------ Dataset entries ------
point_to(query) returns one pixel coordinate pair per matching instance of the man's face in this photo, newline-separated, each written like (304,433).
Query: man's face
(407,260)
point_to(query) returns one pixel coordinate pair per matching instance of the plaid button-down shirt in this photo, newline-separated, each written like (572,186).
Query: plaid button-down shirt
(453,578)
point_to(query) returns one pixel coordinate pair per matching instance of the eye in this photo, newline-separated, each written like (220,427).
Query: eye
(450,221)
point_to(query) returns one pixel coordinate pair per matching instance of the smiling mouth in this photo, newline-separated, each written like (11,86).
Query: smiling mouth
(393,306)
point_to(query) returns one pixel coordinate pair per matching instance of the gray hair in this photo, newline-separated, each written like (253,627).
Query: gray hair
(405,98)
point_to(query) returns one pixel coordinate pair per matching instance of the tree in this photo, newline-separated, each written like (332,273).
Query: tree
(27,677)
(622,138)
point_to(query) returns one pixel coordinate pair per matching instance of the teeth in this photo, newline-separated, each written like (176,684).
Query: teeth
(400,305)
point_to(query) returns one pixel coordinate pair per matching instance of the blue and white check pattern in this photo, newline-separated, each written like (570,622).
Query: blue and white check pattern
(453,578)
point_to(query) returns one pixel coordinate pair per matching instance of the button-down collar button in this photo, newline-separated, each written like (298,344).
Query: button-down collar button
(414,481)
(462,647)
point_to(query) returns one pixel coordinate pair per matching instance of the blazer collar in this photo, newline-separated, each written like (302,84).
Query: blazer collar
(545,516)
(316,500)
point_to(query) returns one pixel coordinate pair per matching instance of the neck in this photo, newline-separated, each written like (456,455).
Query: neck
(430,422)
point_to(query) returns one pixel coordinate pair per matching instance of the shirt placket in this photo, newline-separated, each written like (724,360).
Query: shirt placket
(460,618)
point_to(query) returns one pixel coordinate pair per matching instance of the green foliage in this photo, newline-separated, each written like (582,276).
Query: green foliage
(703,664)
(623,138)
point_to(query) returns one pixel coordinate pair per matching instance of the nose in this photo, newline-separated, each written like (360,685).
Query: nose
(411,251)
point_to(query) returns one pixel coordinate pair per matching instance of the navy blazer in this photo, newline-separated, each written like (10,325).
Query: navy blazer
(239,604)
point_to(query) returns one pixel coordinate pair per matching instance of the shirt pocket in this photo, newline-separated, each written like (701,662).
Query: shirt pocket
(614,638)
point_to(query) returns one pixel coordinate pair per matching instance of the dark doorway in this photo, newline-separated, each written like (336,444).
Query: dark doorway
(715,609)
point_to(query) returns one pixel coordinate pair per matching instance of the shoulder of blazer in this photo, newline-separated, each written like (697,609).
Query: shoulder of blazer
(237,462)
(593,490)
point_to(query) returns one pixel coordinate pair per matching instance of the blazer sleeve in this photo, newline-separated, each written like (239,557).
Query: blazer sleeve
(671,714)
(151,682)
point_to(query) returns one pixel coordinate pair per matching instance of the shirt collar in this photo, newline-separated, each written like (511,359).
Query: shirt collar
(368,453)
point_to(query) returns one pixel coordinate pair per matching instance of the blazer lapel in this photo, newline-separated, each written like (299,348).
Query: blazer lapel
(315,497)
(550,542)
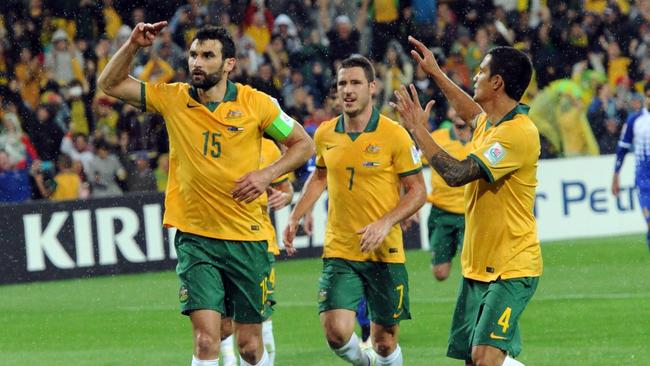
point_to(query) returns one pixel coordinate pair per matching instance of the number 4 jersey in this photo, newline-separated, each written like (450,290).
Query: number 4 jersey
(363,183)
(211,146)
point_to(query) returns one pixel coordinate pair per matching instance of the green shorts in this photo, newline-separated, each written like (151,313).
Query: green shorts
(446,232)
(229,277)
(487,313)
(270,286)
(385,286)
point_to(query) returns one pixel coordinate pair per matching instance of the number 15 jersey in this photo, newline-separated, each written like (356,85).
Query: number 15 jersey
(210,148)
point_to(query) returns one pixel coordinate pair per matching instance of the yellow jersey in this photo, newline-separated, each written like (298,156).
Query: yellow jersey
------
Your instructions: Search the entries for "yellow" and copy each matching line.

Exercise solution:
point_to(query) returns one pixel coordinate pair per matching instance of the yellow jersey in this photo, newline-separated, each written like (298,156).
Query: yellow jersey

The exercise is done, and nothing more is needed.